== GOALS ==
A) According to the text about Trifonia Melibea Obono, why is La Bastarda currently banned in Equatorial Guinea?
B) Tally the lines of the records that contain the string "surface", with case counting, and give only the number.

== TEXT SEGMENT ==

Trifonia Melibea Obono (born 27 November 1982 in Afaetom, Evinayong, Equatorial Guinea) is a novelist, political scientist, academic and LGBTQI+ activist. Her novel La Bastarda is the first novel by a female Equatorial Guinean writer to be translated into English.

Academic career 
Obono has a degree in Political Science & Journalism awarded by the University of Murcia in Spain and later studied there for an MA in International Development. She is a professor in the Department of Social Sciences at the UNGE (National University of Equatorial Guinea) in Malabo, as well as teaching since 2013 in the Afro-Hispanic Studies Center of the UNED. She is currently studying for an PhD at the University of Salamanca looking at gender and equality. Obono has written on how women's lives in Spanish-speaking Africa have been visualised through postcolonial and African perspectives.

Literary career 

Obono has published four novels in Spanish: Las mujeres hablan mucho y mal (2019), La albina del dinero (2017), Yo no quería ser madre (2016), La Bastarda (2016). All works deal with the themes of women's rights, gender and sexuality. Obono has been described as one of the bravest writers due to her confrontation of these issues. Her work is also concerned with legacies of Spanish colonisation in Africa and she is an expert on the history of "Spanish Guinea". Her work makes an important contribution to black African, Spanish-speaking, Atlantic cultures.

La Bastarda is the first novel by a woman from Equatorial Guinea to be translated into English. Due to its lesbian protagonist, the book is currently banned in Equatorial Guinea. Translated by Lawrence Schimel, an extract is included in the 2019 anthology New Daughters of Africa (edited by Margaret Busby).

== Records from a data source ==
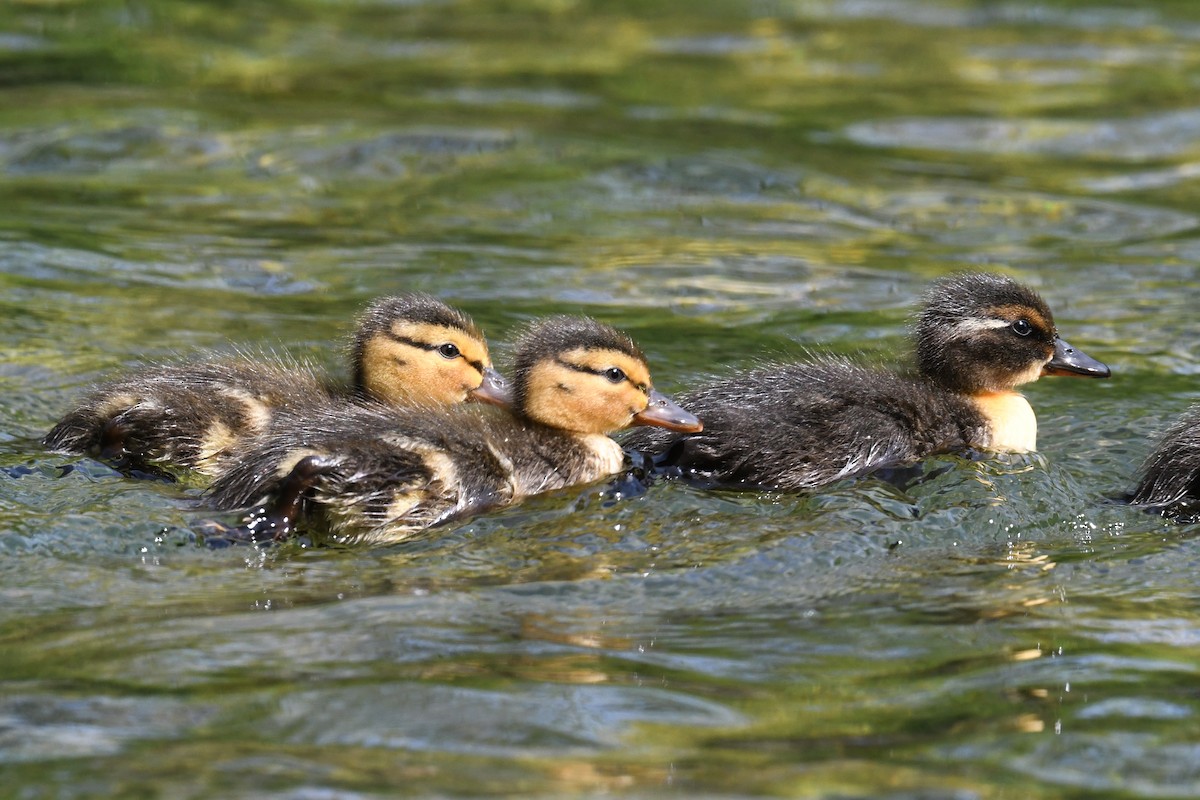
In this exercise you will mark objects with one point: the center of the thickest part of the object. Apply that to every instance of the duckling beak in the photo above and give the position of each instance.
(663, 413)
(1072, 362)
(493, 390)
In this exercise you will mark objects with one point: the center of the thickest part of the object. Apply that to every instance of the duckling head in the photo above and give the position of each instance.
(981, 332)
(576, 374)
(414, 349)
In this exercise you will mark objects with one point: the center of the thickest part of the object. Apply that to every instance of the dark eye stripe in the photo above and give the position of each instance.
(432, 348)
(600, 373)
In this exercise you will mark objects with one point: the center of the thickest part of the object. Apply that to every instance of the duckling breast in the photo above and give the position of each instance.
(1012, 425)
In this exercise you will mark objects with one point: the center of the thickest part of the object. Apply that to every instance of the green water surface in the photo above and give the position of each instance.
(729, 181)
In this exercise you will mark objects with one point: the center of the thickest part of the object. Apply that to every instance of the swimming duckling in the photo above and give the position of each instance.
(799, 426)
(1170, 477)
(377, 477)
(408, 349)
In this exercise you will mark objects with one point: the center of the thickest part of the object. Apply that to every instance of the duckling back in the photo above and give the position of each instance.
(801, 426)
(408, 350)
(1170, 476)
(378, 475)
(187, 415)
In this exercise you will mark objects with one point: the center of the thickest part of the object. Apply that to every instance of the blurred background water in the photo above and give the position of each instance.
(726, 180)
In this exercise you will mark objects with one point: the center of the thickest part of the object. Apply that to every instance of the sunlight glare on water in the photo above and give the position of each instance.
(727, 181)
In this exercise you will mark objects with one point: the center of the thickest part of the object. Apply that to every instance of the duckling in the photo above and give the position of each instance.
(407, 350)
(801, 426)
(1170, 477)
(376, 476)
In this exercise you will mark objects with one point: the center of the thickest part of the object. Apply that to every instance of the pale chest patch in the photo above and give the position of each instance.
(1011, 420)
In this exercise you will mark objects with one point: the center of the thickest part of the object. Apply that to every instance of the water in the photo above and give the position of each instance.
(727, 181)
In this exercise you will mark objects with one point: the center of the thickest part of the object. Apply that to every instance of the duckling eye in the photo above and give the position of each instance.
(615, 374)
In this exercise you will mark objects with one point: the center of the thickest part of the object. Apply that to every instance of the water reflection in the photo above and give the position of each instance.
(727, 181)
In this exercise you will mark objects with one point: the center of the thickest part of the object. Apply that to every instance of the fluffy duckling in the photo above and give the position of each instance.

== TASK-BY-TASK ANSWERS ==
A) It is banned because of its lesbian protagonist.

B) 1